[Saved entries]
--- START ---

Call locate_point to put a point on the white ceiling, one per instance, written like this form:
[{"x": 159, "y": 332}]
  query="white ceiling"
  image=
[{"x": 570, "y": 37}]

--- END ---

### Action item
Reproduce every entry exactly, with nothing added or dropped.

### Exercise solution
Call locate_point to put a point on the white ceiling, one per instance, written like this form:
[{"x": 159, "y": 332}]
  query="white ceiling"
  image=
[{"x": 570, "y": 37}]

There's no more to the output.